Render as a numbered list the lines of the data from the one containing "Objective — one marker per instance of the riverbank" through the end of the data, leaving out any blank lines.
• • •
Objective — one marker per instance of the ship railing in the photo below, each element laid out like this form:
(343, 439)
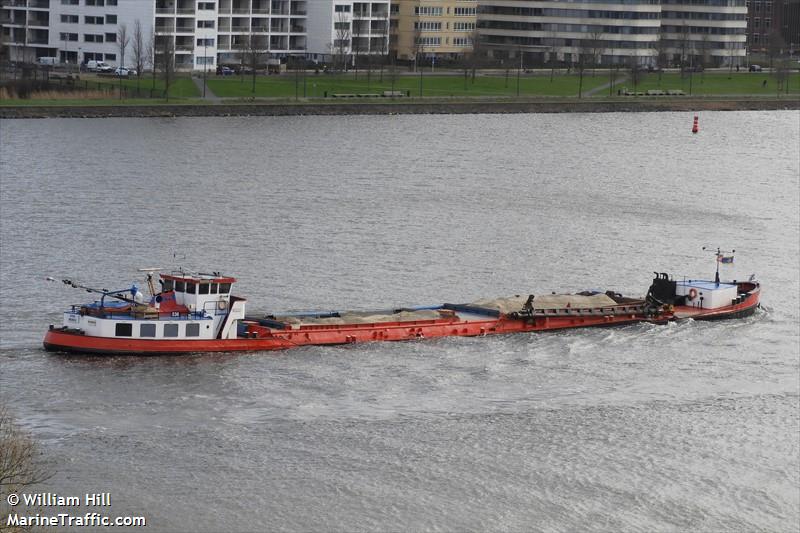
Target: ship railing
(79, 309)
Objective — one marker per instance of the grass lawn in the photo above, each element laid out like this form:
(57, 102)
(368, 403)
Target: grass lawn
(98, 102)
(316, 85)
(181, 87)
(717, 83)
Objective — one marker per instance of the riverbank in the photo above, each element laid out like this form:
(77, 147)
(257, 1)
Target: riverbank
• • •
TASK OUTPUT
1. Objective — one marker per instance of the riverbank in the photo above, each element laid out like this form:
2. (77, 147)
3. (257, 1)
4. Target: riverbank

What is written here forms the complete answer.